[Saved entries]
______

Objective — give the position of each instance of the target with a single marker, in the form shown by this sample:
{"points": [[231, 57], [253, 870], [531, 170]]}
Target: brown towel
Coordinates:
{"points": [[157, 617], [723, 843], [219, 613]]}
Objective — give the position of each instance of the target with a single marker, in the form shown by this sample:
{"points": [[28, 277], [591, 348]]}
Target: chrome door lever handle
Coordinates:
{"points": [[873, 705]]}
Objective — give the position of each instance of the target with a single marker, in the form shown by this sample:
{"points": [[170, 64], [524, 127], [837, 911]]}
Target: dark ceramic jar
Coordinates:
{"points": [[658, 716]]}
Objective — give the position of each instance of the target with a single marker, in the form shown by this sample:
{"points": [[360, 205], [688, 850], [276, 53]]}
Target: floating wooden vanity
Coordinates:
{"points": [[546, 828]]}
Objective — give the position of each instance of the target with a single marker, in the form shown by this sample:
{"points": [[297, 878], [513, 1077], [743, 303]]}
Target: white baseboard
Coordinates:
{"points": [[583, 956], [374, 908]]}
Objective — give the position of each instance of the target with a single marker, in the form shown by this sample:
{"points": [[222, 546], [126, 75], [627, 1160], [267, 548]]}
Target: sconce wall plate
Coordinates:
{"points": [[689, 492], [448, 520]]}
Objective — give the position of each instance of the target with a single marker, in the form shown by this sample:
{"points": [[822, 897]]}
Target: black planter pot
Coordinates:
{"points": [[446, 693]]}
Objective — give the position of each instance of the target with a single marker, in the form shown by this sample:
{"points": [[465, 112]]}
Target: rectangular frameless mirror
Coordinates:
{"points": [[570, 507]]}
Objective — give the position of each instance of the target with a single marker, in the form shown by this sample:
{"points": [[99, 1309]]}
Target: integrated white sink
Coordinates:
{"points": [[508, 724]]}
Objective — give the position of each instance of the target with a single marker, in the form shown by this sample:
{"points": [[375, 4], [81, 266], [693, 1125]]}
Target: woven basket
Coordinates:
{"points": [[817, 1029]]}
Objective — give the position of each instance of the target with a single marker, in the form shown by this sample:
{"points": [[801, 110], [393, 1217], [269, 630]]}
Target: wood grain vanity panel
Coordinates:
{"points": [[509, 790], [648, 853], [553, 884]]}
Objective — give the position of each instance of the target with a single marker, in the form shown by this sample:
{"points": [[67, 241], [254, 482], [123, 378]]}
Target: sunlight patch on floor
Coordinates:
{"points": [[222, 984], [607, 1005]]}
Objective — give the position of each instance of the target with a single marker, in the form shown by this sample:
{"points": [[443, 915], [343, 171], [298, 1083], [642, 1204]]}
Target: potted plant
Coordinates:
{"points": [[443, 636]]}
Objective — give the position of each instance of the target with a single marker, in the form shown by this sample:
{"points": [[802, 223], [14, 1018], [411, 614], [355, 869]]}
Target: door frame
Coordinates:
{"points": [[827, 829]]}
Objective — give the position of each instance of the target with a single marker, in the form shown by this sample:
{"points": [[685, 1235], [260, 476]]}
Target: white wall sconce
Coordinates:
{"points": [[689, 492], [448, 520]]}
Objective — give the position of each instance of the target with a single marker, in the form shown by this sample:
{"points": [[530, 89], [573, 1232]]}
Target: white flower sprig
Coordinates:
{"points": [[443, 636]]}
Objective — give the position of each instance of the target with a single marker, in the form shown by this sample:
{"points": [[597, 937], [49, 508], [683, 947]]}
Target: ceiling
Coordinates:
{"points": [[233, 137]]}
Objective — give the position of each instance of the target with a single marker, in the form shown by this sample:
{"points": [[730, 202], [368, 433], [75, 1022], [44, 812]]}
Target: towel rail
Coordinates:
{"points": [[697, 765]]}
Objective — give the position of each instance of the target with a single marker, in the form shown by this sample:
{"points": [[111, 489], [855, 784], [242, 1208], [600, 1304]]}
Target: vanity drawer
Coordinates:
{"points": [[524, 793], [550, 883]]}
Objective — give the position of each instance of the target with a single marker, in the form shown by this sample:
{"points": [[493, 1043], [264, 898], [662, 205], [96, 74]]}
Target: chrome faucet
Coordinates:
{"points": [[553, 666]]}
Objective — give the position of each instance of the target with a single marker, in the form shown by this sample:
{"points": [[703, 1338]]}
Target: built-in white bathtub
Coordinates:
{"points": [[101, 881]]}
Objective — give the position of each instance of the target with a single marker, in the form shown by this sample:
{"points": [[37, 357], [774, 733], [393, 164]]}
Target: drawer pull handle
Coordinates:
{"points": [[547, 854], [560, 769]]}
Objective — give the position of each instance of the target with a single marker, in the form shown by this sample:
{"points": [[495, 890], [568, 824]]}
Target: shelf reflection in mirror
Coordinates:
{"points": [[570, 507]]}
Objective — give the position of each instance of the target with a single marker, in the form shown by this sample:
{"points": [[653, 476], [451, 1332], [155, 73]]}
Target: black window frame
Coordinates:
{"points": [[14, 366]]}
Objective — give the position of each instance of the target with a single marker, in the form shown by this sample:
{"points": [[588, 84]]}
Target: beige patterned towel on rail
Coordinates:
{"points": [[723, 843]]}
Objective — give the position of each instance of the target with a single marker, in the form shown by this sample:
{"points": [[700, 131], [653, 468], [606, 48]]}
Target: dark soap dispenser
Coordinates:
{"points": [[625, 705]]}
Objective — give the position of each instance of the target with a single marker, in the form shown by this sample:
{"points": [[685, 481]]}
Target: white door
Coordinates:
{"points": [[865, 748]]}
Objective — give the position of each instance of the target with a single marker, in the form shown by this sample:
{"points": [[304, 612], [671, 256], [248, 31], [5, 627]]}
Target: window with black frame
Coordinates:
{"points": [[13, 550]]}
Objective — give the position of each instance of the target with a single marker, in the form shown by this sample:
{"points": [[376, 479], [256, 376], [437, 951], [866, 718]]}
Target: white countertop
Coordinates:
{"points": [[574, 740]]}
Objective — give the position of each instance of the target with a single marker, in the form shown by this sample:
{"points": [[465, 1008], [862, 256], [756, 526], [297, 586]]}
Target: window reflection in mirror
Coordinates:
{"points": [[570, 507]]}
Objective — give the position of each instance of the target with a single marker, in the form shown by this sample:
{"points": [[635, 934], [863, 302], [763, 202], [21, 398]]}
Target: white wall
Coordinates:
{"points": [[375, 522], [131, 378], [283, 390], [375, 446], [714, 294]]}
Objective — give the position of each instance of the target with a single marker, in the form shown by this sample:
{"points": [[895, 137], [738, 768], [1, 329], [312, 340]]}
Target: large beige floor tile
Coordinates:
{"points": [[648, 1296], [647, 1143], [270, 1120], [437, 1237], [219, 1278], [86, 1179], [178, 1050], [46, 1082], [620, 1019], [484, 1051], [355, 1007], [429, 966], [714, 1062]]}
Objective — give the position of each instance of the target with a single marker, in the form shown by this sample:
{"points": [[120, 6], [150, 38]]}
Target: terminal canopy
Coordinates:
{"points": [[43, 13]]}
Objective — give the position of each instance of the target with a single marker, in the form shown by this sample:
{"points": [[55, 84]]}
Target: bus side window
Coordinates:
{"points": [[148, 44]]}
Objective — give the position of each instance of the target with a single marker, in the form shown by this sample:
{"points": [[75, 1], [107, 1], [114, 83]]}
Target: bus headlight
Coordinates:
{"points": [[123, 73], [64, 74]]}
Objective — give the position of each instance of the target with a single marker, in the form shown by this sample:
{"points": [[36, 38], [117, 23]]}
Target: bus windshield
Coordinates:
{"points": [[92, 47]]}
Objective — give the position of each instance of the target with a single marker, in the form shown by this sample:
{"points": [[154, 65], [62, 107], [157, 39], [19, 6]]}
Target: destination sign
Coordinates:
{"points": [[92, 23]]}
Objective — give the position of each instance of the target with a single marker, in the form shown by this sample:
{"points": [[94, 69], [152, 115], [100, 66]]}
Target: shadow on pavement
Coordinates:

______

## Exercise prompt
Output the entries exactly.

## Finished task
Objective — give the position of each instance of the target with a single marker, in the form shown by this sample:
{"points": [[231, 57], [253, 870], [531, 170]]}
Target: brown towel
Coordinates:
{"points": [[157, 617], [723, 843], [219, 613]]}
Objective — give the position of each instance of the target with a single marker, in the form shown by this sample:
{"points": [[28, 277], [591, 348]]}
Target: chrome door lever handle
Coordinates:
{"points": [[873, 705]]}
Objective — give the position of each instance of the target with a single marker, in the form shown by this sample:
{"points": [[170, 64], [524, 127], [837, 911]]}
Target: dark ceramic jar
Coordinates:
{"points": [[658, 716]]}
Objective — give the position of each instance of the target with a single marker, in the form shown by this sample:
{"points": [[360, 205], [688, 850], [276, 53]]}
Target: floating wooden vanity
Coordinates:
{"points": [[546, 828]]}
Objective — give the position of each instance of the target with a single marker, in the form shown by this sample:
{"points": [[297, 878], [513, 1077], [743, 303]]}
Target: white baseboard
Coordinates:
{"points": [[583, 956], [374, 908]]}
Objective — give the position of each instance of the target with a single marker, in the form shown by this sample:
{"points": [[222, 546], [126, 75], [627, 1160], [267, 548]]}
Target: sconce wall plate
Coordinates:
{"points": [[689, 492], [448, 520]]}
Objective — give the position of each instance of the target with a single marker, in the form shown by this sample:
{"points": [[822, 897]]}
Target: black planter pot
Coordinates:
{"points": [[446, 693]]}
Objective — give the position of each instance of the target with a single marker, in the form shown by this sample:
{"points": [[465, 112]]}
Target: rectangular frameless mirror
Coordinates:
{"points": [[570, 507]]}
Objective — give the position of each instance of the target with a single marker, in the form shown by this sample:
{"points": [[99, 1309]]}
Target: integrated white sink
Coordinates:
{"points": [[508, 724]]}
Objective — give the position of each instance of the target with a single marker, in the form shown by this sample:
{"points": [[375, 4], [81, 266], [693, 1125]]}
Target: woven basket
Coordinates:
{"points": [[817, 1029]]}
Objective — give the position of each instance of the target with a single marker, in the form shown by this sample:
{"points": [[801, 110], [393, 1217], [269, 630]]}
Target: wood grain vanity panel
Coordinates:
{"points": [[509, 790], [648, 853], [553, 884]]}
Objective — give the position of each instance of the target with a single marker, in the form shown by this sample:
{"points": [[67, 241], [254, 482], [123, 378]]}
Target: sunlight patch on floor
Coordinates:
{"points": [[222, 984], [607, 1005]]}
Objective — give the position of each instance of the target with a single marker, in the form shown by this sample:
{"points": [[443, 915], [343, 171], [298, 1083], [642, 1204]]}
Target: potted plant
Coordinates:
{"points": [[443, 636]]}
Objective — give the position of each instance of the target with a single marker, in the form shown by this sample:
{"points": [[802, 223], [14, 1018], [411, 614], [355, 869]]}
Target: door frame
Coordinates:
{"points": [[827, 829]]}
Objective — give the position of each instance of the target with a single marker, in the form shown by this sample:
{"points": [[685, 1235], [260, 476]]}
Target: white wall sconce
Coordinates:
{"points": [[689, 492], [448, 520]]}
Objective — give the position of each instance of the target with a single marker, in the form shown by this sample:
{"points": [[530, 89], [573, 1232]]}
Target: white flower sprig
Coordinates:
{"points": [[443, 636]]}
Objective — give the position of each instance of the target with a single marker, in the form shown by this sample:
{"points": [[597, 937], [49, 508], [683, 947]]}
Target: ceiling
Coordinates:
{"points": [[233, 137]]}
Objective — give the position of each instance of the target with a single marker, in the form shown by this sample:
{"points": [[730, 202], [368, 433], [75, 1022], [44, 812]]}
Target: towel rail
Coordinates:
{"points": [[697, 765]]}
Objective — give the position of each instance of the target with a single marker, in the form shown by this sample:
{"points": [[111, 489], [855, 784], [242, 1208], [600, 1304]]}
Target: vanity drawer
Coordinates:
{"points": [[524, 793], [550, 883]]}
Objective — give the position of each instance of the target with a single marker, in the form shown by this sample:
{"points": [[493, 1043], [264, 898], [662, 205], [96, 74]]}
Target: chrome faucet
Coordinates:
{"points": [[553, 666]]}
Objective — give the position of each instance of the target with a single marker, in the form shown by this sample:
{"points": [[703, 1338]]}
Target: built-in white bathtub
Coordinates:
{"points": [[101, 881]]}
Objective — give the position of each instance of the target with a single marker, in the form shown by this sample:
{"points": [[37, 357], [774, 733], [393, 164]]}
Target: drawer pull handle
Coordinates:
{"points": [[547, 854], [560, 769]]}
Objective — give the position of each instance of the target with a single marker, in the form shown by this sample:
{"points": [[495, 890], [568, 824]]}
Target: shelf reflection in mirror
Coordinates:
{"points": [[570, 507]]}
Objective — give the position of each instance of the target with a single marker, in the form shown by this sample:
{"points": [[653, 476], [451, 1332], [155, 73]]}
Target: black window frame
Coordinates:
{"points": [[14, 366]]}
Objective — give the position of each instance of the target with a single marker, in the form shown by this sample:
{"points": [[588, 84]]}
Target: beige patterned towel on rail
Coordinates:
{"points": [[723, 843]]}
Objective — give the position of each instance of the target with a single marker, in the form shown by this sample:
{"points": [[700, 131], [653, 468], [606, 48]]}
Target: dark soap dispenser
Coordinates:
{"points": [[625, 705]]}
Objective — give the position of each instance of the target with a single marker, in the form shown by this sample:
{"points": [[685, 481]]}
Target: white door
Coordinates:
{"points": [[865, 748]]}
Objective — give the position of each instance of the target with a single marker, in the form shown by this sample:
{"points": [[304, 612], [671, 256], [248, 31], [5, 627]]}
Target: window with black frame
Coordinates:
{"points": [[13, 550]]}
Objective — give the position of each instance of the target with a single marker, in the form shown by this sample:
{"points": [[376, 479], [256, 376], [437, 951], [866, 718]]}
Target: white countertop
Coordinates:
{"points": [[574, 740]]}
Objective — give the position of each instance of the target with a single marker, in the form shown by this sample:
{"points": [[465, 1008], [862, 256], [756, 526], [297, 586]]}
Target: window reflection in mirror
Coordinates:
{"points": [[570, 507]]}
Objective — give the position of each instance of the target with a single marker, in the form shown by this sample:
{"points": [[635, 934], [863, 302], [763, 202], [21, 398]]}
Target: white wall
Coordinates:
{"points": [[375, 522], [131, 378], [283, 390], [375, 446], [714, 294]]}
Objective — give the position of each instance of the target with a single marker, in the form shown by this sample:
{"points": [[895, 137], [738, 768], [1, 329], [312, 340]]}
Target: large beige floor tile
Coordinates:
{"points": [[648, 1296], [647, 1143], [270, 1120], [437, 1237], [219, 1278], [86, 1179], [178, 1050], [46, 1082], [620, 1019], [484, 1051], [355, 1007], [429, 966], [714, 1062]]}
Objective — give the position of each instance of the target with a single marker, in the form shown by this sample:
{"points": [[120, 6], [150, 38]]}
Target: terminal canopy
Coordinates:
{"points": [[43, 13]]}
Objective — give the position of each instance of the target with a single marker, in the form shown by this sample:
{"points": [[55, 84]]}
Target: bus side window
Coordinates:
{"points": [[148, 44]]}
Objective — give the position of each instance of the target with a single marker, in the form shown by this sample:
{"points": [[75, 1], [107, 1], [114, 83]]}
Target: bus headlight
Coordinates:
{"points": [[123, 73], [64, 74]]}
Objective — give the position of each instance of the target with a single marker, in the form shown by this sample:
{"points": [[36, 38], [117, 23]]}
Target: bus windshield
Coordinates:
{"points": [[92, 47]]}
Objective — give the position of each instance of the target with a single marker, in the form shown by this sample:
{"points": [[154, 65], [62, 107], [157, 39], [19, 6]]}
Target: destination sign
Coordinates:
{"points": [[92, 23]]}
Objective — give the position of each instance of the target with a single marker, in the form shown by this sample:
{"points": [[94, 69], [152, 115], [100, 66]]}
Target: shadow on pavement
Coordinates:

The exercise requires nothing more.